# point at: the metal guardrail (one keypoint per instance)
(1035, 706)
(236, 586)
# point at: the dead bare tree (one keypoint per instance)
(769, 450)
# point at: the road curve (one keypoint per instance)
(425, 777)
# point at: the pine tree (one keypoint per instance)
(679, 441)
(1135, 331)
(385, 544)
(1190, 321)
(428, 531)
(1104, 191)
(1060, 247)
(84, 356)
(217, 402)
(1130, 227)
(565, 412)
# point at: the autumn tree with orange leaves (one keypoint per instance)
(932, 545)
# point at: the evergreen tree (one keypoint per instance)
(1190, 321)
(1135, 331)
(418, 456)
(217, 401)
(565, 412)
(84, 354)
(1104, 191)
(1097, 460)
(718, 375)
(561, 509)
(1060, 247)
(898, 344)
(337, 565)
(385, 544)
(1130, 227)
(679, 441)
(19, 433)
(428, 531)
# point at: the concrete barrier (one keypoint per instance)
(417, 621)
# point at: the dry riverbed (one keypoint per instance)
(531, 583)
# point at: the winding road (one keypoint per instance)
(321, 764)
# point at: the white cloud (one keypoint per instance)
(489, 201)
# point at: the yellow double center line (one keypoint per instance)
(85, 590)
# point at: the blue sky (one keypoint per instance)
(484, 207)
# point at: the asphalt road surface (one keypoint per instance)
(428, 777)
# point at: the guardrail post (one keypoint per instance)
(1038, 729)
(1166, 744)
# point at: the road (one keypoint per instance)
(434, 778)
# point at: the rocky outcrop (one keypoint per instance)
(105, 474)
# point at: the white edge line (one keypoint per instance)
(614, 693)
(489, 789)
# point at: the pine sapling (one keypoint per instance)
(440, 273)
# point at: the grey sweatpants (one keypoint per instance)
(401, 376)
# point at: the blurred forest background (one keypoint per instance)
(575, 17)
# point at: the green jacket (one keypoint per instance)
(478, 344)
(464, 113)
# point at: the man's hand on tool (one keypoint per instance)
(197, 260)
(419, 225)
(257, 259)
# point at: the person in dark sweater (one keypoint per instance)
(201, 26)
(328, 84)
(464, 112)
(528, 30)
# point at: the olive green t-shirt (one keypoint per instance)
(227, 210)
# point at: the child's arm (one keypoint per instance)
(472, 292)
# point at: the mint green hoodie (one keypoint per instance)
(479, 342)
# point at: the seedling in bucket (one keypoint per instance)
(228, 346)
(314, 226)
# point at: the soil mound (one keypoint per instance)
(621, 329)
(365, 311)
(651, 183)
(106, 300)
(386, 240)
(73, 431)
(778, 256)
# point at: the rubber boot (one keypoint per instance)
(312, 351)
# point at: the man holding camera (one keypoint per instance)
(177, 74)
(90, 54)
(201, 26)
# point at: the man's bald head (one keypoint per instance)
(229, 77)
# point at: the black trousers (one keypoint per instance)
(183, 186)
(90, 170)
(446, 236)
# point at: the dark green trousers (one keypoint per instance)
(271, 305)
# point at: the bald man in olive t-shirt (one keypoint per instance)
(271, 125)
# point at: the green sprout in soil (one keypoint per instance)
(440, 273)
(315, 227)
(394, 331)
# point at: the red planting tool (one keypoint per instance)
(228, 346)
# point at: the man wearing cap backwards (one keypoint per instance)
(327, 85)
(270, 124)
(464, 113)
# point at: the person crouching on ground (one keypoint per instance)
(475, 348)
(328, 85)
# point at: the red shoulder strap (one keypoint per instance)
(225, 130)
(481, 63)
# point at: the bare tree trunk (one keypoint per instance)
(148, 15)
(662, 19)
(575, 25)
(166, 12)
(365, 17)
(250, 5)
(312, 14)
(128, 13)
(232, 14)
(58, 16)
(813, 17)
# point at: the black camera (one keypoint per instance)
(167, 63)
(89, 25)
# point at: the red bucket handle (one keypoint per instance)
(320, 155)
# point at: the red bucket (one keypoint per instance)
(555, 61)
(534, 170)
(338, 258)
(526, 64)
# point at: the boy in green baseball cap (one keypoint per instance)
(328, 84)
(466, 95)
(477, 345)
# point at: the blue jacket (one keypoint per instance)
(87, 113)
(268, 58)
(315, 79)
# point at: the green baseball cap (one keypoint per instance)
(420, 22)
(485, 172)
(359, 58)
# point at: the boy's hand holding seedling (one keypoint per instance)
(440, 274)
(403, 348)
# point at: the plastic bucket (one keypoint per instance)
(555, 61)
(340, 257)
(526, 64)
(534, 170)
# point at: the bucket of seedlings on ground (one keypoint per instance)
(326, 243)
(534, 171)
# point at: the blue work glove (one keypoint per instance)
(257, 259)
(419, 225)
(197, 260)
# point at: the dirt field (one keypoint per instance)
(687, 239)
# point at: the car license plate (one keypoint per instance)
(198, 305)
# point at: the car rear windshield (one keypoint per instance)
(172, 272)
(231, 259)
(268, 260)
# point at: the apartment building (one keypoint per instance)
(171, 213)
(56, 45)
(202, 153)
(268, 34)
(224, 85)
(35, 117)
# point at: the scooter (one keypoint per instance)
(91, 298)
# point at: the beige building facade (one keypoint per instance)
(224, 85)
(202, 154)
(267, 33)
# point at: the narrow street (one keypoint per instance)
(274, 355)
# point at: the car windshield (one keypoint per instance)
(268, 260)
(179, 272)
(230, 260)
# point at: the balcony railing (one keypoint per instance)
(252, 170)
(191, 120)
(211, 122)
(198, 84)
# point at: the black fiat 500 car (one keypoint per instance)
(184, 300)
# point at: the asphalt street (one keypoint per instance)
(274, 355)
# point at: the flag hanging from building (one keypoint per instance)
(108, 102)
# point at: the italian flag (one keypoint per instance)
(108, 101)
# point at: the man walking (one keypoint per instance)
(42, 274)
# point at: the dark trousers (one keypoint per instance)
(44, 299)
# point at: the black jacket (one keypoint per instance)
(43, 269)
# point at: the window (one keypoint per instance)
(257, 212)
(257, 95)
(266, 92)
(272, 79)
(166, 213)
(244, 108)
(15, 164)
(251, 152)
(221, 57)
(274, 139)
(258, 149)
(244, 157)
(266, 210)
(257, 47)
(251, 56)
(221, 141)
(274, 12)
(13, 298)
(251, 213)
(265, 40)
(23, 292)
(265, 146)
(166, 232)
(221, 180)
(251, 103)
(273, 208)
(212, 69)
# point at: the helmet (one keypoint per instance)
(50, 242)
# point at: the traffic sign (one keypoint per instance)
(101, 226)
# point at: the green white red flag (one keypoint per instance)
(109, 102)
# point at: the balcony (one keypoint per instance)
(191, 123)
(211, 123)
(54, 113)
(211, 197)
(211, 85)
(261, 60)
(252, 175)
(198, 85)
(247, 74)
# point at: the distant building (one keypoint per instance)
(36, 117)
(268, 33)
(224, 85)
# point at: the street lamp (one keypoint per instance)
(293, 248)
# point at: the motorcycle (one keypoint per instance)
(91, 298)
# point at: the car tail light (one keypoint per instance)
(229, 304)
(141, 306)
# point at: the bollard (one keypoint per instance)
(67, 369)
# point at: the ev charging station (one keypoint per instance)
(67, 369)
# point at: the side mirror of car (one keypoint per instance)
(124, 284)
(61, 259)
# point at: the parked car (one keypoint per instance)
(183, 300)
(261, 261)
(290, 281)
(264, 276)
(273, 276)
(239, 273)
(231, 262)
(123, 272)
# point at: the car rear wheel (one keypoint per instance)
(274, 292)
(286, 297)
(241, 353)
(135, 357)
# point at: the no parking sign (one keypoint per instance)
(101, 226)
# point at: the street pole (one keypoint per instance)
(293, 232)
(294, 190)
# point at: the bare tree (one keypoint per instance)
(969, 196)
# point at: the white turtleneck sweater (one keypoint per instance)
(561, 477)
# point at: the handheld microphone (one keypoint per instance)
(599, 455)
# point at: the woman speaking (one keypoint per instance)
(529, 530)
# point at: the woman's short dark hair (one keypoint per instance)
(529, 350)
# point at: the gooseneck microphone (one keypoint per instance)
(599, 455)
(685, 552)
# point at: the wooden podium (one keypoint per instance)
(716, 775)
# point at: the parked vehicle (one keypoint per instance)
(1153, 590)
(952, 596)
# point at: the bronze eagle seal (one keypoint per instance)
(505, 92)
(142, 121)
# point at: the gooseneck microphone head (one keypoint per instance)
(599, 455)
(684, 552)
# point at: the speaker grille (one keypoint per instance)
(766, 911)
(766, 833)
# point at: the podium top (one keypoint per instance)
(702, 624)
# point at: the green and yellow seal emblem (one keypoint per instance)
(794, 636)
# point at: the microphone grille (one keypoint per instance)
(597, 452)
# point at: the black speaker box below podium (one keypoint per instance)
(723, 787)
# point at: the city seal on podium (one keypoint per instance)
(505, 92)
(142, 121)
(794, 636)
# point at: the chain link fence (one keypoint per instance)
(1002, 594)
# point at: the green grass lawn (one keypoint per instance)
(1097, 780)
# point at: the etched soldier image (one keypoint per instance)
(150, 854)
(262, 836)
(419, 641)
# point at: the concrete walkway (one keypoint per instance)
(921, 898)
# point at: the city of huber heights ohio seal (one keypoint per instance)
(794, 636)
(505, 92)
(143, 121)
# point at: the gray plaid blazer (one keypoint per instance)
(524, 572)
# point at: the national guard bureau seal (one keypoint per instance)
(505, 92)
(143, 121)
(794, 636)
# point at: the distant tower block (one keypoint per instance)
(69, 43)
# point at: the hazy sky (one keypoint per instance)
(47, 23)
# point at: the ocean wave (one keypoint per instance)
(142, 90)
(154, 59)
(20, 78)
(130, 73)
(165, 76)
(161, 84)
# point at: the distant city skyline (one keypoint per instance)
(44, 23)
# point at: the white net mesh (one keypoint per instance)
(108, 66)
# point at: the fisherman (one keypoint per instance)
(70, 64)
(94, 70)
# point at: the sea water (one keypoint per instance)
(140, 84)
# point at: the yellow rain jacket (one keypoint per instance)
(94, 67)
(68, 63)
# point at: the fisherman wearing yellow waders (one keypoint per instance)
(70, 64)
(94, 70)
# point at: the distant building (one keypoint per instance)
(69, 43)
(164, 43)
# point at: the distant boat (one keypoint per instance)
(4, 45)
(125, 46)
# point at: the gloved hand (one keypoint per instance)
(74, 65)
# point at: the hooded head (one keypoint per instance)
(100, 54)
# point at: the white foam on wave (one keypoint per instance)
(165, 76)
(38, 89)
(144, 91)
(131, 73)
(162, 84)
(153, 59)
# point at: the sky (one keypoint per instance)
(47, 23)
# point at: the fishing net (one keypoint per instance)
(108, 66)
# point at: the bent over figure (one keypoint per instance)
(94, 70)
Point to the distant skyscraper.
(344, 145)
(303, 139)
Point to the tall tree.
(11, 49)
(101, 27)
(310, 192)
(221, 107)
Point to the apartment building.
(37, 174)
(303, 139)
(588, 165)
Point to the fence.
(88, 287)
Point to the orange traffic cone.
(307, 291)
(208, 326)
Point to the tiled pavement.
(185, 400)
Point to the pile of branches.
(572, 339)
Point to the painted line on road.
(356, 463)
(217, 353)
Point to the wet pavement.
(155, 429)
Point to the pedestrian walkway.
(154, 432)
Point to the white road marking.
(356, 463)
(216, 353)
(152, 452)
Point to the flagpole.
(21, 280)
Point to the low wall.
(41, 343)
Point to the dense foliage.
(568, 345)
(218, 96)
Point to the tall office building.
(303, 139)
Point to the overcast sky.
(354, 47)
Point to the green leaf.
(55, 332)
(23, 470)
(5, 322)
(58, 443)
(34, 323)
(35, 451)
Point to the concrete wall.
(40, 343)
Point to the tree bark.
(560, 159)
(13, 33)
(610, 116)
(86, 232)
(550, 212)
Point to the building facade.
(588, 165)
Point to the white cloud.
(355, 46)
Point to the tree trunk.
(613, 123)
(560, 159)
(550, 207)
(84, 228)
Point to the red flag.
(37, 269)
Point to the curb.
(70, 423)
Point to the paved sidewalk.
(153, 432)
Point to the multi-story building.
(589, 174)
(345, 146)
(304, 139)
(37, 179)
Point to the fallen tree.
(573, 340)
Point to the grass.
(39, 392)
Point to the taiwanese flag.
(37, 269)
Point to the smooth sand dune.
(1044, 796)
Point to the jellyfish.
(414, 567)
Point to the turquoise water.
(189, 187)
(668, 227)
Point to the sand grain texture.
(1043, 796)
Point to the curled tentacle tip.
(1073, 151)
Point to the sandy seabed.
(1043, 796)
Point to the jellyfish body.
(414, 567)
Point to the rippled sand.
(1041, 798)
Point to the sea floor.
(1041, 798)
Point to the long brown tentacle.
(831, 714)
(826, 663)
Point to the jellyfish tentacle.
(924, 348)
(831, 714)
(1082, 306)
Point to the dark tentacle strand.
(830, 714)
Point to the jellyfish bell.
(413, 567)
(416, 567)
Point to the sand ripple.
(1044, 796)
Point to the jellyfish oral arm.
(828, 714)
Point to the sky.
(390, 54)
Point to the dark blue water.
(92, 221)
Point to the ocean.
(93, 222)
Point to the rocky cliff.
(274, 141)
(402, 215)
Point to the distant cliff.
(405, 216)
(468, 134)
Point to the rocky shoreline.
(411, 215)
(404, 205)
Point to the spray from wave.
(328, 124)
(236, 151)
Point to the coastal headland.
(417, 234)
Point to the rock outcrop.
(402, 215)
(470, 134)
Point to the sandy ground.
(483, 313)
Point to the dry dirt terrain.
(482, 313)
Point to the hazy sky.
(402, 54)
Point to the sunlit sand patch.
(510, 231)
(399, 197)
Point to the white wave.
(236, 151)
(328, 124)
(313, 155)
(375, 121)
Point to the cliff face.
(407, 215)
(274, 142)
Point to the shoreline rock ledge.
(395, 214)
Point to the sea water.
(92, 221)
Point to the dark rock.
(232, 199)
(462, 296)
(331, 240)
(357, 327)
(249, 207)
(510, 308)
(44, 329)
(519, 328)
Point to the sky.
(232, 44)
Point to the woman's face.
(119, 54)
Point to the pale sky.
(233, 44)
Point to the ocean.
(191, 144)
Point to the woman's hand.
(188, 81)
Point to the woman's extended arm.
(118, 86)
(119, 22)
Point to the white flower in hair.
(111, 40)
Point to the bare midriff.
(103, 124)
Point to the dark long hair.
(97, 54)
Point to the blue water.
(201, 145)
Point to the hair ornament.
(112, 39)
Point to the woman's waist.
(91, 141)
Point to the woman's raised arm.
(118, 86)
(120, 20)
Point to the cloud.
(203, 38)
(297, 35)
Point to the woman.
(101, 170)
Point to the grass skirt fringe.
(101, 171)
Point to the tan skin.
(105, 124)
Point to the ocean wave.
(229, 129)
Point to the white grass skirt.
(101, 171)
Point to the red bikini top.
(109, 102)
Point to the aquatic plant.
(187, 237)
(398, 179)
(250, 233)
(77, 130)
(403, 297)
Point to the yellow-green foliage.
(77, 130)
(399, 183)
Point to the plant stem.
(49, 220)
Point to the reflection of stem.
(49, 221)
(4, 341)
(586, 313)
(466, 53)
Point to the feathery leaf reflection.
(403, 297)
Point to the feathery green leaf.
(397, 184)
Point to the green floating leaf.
======
Copy the material from the line with "Point to the woman's raised arm." through the end of the material, changing "stem" to "stalk" and leaving everything else the same.

Point to the woman's raised arm.
(118, 86)
(120, 20)
Point to the cloud.
(203, 38)
(297, 35)
Point to the woman.
(101, 170)
Point to the grass skirt fringe.
(101, 171)
Point to the tan skin.
(105, 124)
Point to the ocean wave.
(229, 129)
Point to the white grass skirt.
(101, 171)
Point to the red bikini top.
(109, 102)
Point to the aquatic plant.
(187, 237)
(398, 179)
(250, 233)
(77, 130)
(403, 297)
Point to the yellow-green foliage.
(77, 130)
(399, 183)
Point to the plant stalk.
(49, 220)
Point to the reflection of stalk.
(49, 221)
(4, 341)
(586, 313)
(466, 53)
Point to the feathery leaf reflection.
(403, 297)
Point to the feathery green leaf.
(397, 184)
Point to the green floating leaf.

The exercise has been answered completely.